Aufgaben:
**A)** Wie viele Menschen sind laut dem Textauszug über die Zwangssterilisationen im Altkreis Wittlich in der handschriftlichen Liste verzeichnet?
**B)** Prüfe, ob die folgenden Aussagen mit dem Textauszug über die Zwangssterilisationen im Altkreis Wittlich übereinstimmen, und belege jede Antwort mit einem wörtlichen Zitat: (i) Die Liste erfasst die Jahre 1935 bis 1943. (ii) Die Liste ist maschinengeschrieben. (iii) Claudia Schmitt hat 213 zwangssterilisierte Menschen ermittelt.
**C)** Schreibe den Textauszug über die Zwangssterilisationen im Altkreis Wittlich im Anschluss an seinen letzten Satz weiter.

Textauszug:
□ □ □ □ □ □ □
Es ist eine handschriftliche "Liste der vorgenommenen Unfruchtbarmachungen auf Grund des Gesetzes vom 14. Juli 1933" der Jahre 1935 bis 1943 des (Alt-)Kreises Wittlich. In ihr sind 213 Menschen gelistet.
Nach einem Abgleich mit den Erbgesundheitsakten des damaligen Wittlicher Gesundheitsamtes sind nun von Claudia Schmitt 255 zwangssterilisierte Menschen aus dem Altkreis Wittlich mit Eingriffsdatum und Angabe des ausführenden Krankenhauses ermittelt worden.
□ □ □ □ □ □ □
Daten zu Referenzausdrücken

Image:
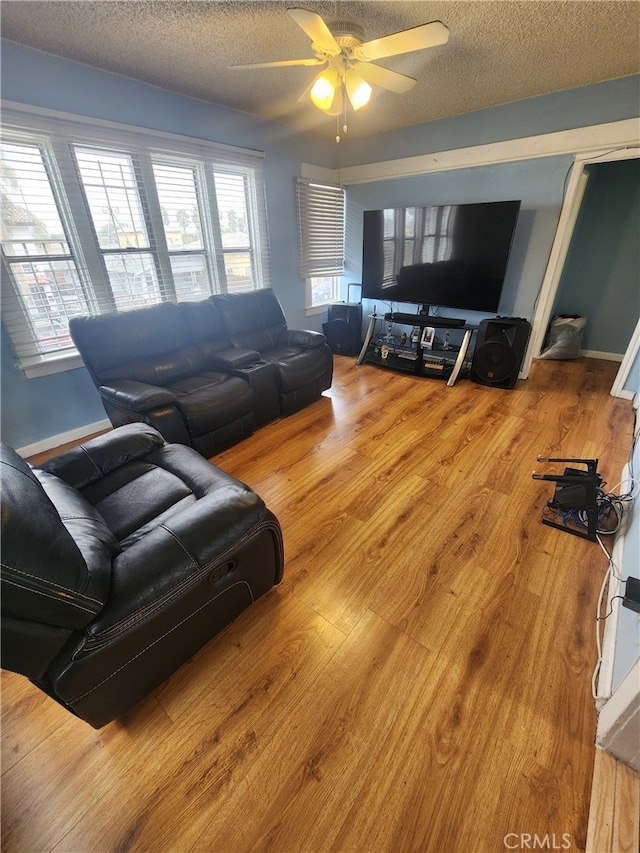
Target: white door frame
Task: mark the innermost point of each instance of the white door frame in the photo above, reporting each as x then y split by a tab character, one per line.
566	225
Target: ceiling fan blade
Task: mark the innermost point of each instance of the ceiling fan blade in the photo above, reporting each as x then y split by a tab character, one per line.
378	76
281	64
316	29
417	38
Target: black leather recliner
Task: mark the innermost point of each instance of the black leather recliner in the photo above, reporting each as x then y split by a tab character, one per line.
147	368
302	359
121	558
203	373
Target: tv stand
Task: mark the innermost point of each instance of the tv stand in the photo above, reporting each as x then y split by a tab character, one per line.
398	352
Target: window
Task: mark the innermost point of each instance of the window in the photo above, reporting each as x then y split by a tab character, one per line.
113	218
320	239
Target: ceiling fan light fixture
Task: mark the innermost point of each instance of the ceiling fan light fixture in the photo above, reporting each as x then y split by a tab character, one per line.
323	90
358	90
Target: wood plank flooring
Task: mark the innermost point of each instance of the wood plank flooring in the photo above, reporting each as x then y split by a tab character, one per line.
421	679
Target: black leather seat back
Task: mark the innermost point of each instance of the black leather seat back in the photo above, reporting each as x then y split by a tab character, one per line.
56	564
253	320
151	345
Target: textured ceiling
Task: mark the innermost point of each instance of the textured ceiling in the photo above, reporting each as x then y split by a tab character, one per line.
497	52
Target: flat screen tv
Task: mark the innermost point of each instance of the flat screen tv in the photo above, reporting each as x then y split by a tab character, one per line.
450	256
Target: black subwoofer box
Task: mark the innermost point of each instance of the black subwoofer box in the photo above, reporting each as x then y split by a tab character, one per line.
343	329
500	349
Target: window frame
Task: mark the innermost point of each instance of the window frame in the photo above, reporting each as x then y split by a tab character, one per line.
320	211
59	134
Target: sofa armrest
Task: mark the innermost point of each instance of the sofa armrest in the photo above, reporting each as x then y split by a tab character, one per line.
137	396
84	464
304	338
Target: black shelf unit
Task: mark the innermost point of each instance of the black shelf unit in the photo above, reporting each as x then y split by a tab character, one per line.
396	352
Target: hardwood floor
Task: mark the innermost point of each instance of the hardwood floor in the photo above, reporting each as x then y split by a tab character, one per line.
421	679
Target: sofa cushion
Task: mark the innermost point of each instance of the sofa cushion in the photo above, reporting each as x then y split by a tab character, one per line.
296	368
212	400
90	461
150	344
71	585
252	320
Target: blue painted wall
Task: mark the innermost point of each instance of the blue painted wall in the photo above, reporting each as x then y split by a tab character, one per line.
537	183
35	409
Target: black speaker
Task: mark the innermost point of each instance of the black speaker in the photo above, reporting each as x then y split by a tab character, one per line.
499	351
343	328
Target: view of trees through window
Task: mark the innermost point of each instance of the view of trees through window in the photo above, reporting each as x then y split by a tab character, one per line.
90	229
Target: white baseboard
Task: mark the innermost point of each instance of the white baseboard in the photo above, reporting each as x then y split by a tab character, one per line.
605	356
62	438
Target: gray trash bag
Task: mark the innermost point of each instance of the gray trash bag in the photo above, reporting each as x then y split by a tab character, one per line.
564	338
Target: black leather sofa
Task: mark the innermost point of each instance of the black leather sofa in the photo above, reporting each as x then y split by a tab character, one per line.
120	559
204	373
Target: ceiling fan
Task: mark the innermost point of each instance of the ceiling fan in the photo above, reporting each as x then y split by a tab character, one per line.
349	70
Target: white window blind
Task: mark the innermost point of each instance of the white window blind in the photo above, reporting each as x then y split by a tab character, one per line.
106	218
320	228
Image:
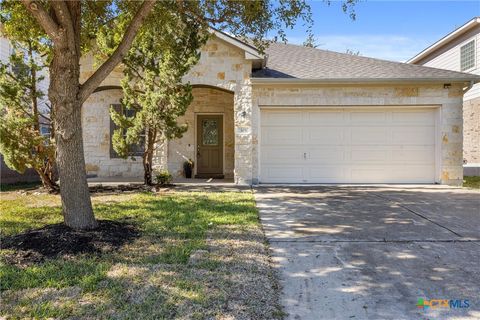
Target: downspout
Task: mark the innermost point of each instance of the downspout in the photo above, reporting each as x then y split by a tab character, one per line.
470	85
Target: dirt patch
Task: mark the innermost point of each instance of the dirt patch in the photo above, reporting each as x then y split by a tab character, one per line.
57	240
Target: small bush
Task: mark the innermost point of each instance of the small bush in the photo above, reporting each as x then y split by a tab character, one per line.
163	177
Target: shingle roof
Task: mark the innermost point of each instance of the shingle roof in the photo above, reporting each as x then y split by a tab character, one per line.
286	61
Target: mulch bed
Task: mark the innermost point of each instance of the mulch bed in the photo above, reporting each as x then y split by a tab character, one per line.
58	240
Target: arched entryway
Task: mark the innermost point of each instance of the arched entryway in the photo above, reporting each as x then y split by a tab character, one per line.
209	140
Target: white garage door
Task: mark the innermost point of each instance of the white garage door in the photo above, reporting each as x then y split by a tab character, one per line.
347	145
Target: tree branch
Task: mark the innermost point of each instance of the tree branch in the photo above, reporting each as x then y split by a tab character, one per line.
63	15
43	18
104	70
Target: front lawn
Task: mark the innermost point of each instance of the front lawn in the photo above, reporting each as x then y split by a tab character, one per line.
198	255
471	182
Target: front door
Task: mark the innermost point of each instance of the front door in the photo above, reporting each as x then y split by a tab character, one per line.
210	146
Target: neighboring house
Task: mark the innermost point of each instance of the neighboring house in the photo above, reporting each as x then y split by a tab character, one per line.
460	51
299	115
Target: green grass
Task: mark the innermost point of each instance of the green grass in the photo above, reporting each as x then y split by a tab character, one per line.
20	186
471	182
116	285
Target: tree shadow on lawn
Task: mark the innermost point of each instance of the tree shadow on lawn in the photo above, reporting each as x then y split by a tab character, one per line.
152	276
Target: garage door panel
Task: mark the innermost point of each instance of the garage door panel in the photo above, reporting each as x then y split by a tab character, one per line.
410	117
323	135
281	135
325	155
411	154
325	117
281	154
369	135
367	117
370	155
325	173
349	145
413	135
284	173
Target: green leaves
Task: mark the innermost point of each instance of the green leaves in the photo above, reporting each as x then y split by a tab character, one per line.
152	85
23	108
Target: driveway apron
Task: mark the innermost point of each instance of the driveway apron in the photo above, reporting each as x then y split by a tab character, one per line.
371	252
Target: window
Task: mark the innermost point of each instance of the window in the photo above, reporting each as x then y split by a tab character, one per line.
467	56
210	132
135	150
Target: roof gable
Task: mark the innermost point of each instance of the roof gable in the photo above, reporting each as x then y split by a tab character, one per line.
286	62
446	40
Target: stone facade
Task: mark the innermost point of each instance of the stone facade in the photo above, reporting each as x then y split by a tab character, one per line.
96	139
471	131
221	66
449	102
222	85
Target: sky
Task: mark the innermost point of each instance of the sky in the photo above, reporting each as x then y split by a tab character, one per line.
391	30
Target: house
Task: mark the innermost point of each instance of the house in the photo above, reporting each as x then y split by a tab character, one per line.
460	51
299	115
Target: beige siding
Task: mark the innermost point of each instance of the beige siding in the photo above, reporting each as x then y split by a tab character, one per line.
□ □ □ □ □ □ □
Lösungen:
**A)** 213 Menschen.

**B)**
(i) Ja: „der Jahre 1935 bis 1943“
(ii) Nein: „Es ist eine handschriftliche“
(iii) Nein: „255 zwangssterilisierte Menschen“

**C)**
Das jüngste Opfer war 13 Jahre, die älteste Frau war 46 Jahre. Von den Männern war der älteste 52 und der vermutlich jüngste Sterilisierte 16 Jahre alt. Außerdem sind durch die Arbeit des Gymnasiallehrers Franz-Josef Schmit dem Kreisarchiv vier Menschen aus dem heutigen Landkreis bekannt, die der Euthanasie-Tötungsaktion zum Opfer gefallen waren. Ihre Diagnosen lauteten auf "angeborener Schwachsinn".
Wer übrigens nicht zum angeordneten Termin erschien, wurde mit der Polizei gebracht. Solche Fälle sind aus Wittlich, Salmrohr, Kröv, Bausendorf, Laufeld, Großlittgen, Flußbach und Krinkhof bekannt. Claudia Schmitt hat auch 27 Verdachtsfälle für mögliche Euthanasiemorde unter den Sterilisationsopfern gefunden: vor allem Kinder, Jugendliche auch Erwachsene aus Anstalten.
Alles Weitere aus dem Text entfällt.